Task objective:
Put the lines below into a Markdown table with two columns, Row and Line. Number each row and leave out any blank lines.

─── Recorded data ───

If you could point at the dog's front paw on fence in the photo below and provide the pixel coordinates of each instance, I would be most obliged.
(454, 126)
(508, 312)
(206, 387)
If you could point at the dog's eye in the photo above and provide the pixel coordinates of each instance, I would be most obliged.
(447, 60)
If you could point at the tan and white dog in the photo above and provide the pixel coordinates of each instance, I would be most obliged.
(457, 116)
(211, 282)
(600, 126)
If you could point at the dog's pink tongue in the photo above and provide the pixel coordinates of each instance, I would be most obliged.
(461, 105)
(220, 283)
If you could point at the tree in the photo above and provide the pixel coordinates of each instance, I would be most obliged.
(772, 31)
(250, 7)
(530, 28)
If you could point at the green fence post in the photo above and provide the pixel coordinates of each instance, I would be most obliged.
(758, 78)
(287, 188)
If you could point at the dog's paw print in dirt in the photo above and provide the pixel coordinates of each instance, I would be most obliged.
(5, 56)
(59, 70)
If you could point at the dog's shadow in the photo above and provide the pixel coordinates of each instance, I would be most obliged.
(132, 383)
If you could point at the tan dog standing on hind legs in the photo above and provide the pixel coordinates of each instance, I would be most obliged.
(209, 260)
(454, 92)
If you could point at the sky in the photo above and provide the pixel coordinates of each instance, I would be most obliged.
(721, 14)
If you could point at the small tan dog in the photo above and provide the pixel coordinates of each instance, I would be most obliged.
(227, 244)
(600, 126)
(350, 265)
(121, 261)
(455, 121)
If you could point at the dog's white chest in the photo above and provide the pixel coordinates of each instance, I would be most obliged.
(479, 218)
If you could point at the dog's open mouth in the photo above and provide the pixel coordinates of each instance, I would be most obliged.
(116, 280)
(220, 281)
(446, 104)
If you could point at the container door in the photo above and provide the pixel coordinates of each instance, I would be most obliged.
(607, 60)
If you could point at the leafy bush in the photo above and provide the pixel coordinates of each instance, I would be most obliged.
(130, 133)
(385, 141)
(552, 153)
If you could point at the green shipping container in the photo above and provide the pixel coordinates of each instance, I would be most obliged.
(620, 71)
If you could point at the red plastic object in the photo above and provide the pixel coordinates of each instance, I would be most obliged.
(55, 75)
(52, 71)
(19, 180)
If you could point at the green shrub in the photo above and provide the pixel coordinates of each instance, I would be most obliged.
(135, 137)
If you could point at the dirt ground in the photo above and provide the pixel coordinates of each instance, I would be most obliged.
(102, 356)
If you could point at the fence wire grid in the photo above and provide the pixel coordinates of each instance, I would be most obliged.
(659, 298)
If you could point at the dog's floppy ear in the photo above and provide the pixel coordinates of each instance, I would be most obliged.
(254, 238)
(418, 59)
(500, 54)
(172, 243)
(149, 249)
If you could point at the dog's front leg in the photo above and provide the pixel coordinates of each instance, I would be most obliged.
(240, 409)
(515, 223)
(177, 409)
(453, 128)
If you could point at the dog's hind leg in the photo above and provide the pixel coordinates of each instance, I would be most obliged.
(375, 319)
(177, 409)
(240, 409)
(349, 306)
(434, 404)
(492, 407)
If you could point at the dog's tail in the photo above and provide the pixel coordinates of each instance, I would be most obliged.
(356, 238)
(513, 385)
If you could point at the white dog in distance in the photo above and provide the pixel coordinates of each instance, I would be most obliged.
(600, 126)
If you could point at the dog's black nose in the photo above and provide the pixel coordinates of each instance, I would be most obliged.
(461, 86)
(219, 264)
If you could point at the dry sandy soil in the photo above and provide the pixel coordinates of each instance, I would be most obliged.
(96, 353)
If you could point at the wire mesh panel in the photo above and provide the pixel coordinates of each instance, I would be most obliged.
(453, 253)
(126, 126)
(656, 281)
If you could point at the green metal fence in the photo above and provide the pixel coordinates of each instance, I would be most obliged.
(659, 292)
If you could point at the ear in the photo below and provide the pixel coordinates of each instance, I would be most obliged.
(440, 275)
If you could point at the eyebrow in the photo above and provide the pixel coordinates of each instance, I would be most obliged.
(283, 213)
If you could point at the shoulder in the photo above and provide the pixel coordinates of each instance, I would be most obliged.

───

Written solution:
| Row | Line |
|---|---|
| 1 | If you could point at the dog's front paw on fence in the photo below and provide the pixel coordinates of each instance, I would be most obliged. |
| 2 | (454, 126) |
| 3 | (508, 312) |
| 4 | (206, 387) |
| 5 | If you could point at the dog's eye in the photo above and provide the pixel coordinates of each instance, I would be most obliged. |
| 6 | (447, 60) |
| 7 | If you could point at the tan and white dog in the photo above and provide the pixel coordinates of each instance, I would be most obliged. |
| 8 | (457, 116) |
| 9 | (211, 282) |
| 10 | (600, 126) |
| 11 | If you could point at the dog's pink tongue in the photo above and provide the pixel coordinates of each instance, I would be most obliged. |
| 12 | (461, 105) |
| 13 | (220, 283) |
| 14 | If you could point at the tree in the photo above and provide the pixel coordinates of each instance, I would be most obliged. |
| 15 | (772, 31) |
| 16 | (250, 7) |
| 17 | (530, 28) |
| 18 | If you could point at the green fence post in the photo above and provide the pixel coordinates of each instance, I would be most obliged. |
| 19 | (758, 78) |
| 20 | (287, 188) |
| 21 | If you could point at the dog's paw print in dirt in the photo above and provide the pixel coordinates of each instance, I would be most obliged. |
| 22 | (5, 56) |
| 23 | (59, 70) |
| 24 | If you could point at the dog's shadow in the photo above and provide the pixel coordinates of each instance, I would be most obliged. |
| 25 | (132, 383) |
| 26 | If you could point at the tan dog standing on hind legs in the photo above and provide the pixel coordinates of each instance, I would be most obliged. |
| 27 | (209, 260) |
| 28 | (454, 92) |
| 29 | If you could point at the sky in the photo above and provide the pixel coordinates of each instance, I would be most obliged. |
| 30 | (721, 14) |
| 31 | If you could point at the small tan dog in the photo above and provide the pixel coordinates of each instance, I would be most obliged. |
| 32 | (227, 244) |
| 33 | (600, 126) |
| 34 | (350, 265) |
| 35 | (121, 261) |
| 36 | (455, 121) |
| 37 | If you could point at the dog's white chest in the photo above and provide the pixel coordinates of each instance, I would be most obliged. |
| 38 | (479, 218) |
| 39 | If you could point at the dog's open mouth in the photo above and provide the pixel coordinates of each instance, I would be most obliged. |
| 40 | (116, 280) |
| 41 | (220, 281) |
| 42 | (446, 104) |
| 43 | If you could point at the container door in the photo above and provide the pixel coordinates of each instance, I would be most obliged. |
| 44 | (607, 60) |
| 45 | If you could point at the leafy bush in the photo above and provide the pixel coordinates of each instance, I would be most obliged. |
| 46 | (130, 133) |
| 47 | (385, 141) |
| 48 | (552, 153) |
| 49 | If you could point at the green shipping container in the photo above and provide the pixel coordinates of each instance, I would be most obliged. |
| 50 | (620, 71) |
| 51 | If you could point at the red plastic object in the photo above and provide the pixel coordinates of each instance, I would be most obliged. |
| 52 | (55, 75) |
| 53 | (52, 71) |
| 54 | (19, 180) |
| 55 | If you could point at the green shrub in the photo above and provide the pixel coordinates of each instance, I would be most obliged. |
| 56 | (135, 137) |
| 57 | If you could point at the dirt ground in the photo above and provide the pixel coordinates of each instance, I would be most obliged. |
| 58 | (102, 356) |
| 59 | If you could point at the fence wire grid in the photo above and provide the pixel coordinates of each instance, I would be most obliged. |
| 60 | (659, 298) |
| 61 | If you could point at the dog's floppy ear in the photo above and provide the pixel coordinates of each instance, I would be most obliged. |
| 62 | (254, 238) |
| 63 | (418, 59) |
| 64 | (500, 54) |
| 65 | (172, 243) |
| 66 | (149, 249) |
| 67 | If you could point at the dog's front leg in the photo above and provide the pixel coordinates of each instance, I would be most obliged. |
| 68 | (240, 409) |
| 69 | (515, 223) |
| 70 | (177, 409) |
| 71 | (453, 128) |
| 72 | If you could point at the dog's hind leg in the photo above and provide the pixel coordinates of each instance, I would be most obliged. |
| 73 | (375, 319) |
| 74 | (177, 409) |
| 75 | (240, 409) |
| 76 | (349, 306) |
| 77 | (434, 404) |
| 78 | (492, 407) |
| 79 | If you could point at the dog's tail in the photo above and provide the pixel coordinates of each instance, I would be most obliged. |
| 80 | (356, 238) |
| 81 | (513, 385) |
| 82 | If you could point at the white dog in distance in the photo above and provide the pixel coordinates of each instance, I would be most obliged. |
| 83 | (600, 126) |
| 84 | If you could point at the dog's black nose in the photo above and provide the pixel coordinates of each instance, I would be most obliged. |
| 85 | (461, 86) |
| 86 | (219, 264) |
| 87 | If you could point at the dry sandy soil in the photo above and provide the pixel coordinates of each instance, I would be most obliged. |
| 88 | (96, 353) |
| 89 | If you could point at the wire mesh panel in the photo above and provide the pixel coordinates of each instance, I would be most obliged. |
| 90 | (453, 253) |
| 91 | (126, 126) |
| 92 | (656, 281) |
| 93 | If you could point at the green metal fence in the photo above and provide the pixel coordinates of each instance, I would be most obliged. |
| 94 | (659, 292) |
| 95 | If you could point at the ear in the photo below and provide the pixel coordinates of each instance, I would be most obliged. |
| 96 | (440, 275) |
| 97 | If you could point at the eyebrow in the photo above and provide the pixel coordinates of each instance, I would be most obliged. |
| 98 | (283, 213) |
| 99 | If you could point at the shoulder in the photo above and provide the pixel coordinates of each instance, I would be most obliged. |